Raw data:
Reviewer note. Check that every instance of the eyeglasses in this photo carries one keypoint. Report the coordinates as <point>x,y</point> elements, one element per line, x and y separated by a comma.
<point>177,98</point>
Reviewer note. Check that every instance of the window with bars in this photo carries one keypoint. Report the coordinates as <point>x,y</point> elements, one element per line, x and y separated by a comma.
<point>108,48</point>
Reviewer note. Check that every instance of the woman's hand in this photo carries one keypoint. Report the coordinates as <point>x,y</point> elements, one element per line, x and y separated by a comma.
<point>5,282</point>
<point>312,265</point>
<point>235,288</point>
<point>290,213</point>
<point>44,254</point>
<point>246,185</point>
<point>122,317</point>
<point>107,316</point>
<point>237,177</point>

What to produce:
Render every line of the listing above as a Markdown table with the columns "Row" and "Line", numbering the rows and leaving out blank lines.

Answer:
| Row | Line |
|---|---|
| 1 | Reviewer note. Check that every instance of the eyeglasses in this photo carries one keypoint. Report the coordinates as <point>x,y</point> elements, one element per line, x and y separated by a comma. |
| 2 | <point>177,98</point> |
| 3 | Reviewer note. Check that every instance of the window with bars in this photo carries one keypoint. Report the coordinates as <point>x,y</point> elements, one element per line, x and y separated by a comma. |
| 4 | <point>108,48</point> |
| 5 | Reviewer note. Check that every instance of the woman's hand in this photo carries one keypoint. Report the coordinates as <point>x,y</point> elements, one element per line, x and y separated by a comma. |
| 6 | <point>5,282</point> |
| 7 | <point>312,265</point> |
| 8 | <point>235,288</point> |
| 9 | <point>290,213</point> |
| 10 | <point>44,254</point> |
| 11 | <point>246,185</point> |
| 12 | <point>122,317</point> |
| 13 | <point>107,316</point> |
| 14 | <point>237,177</point> |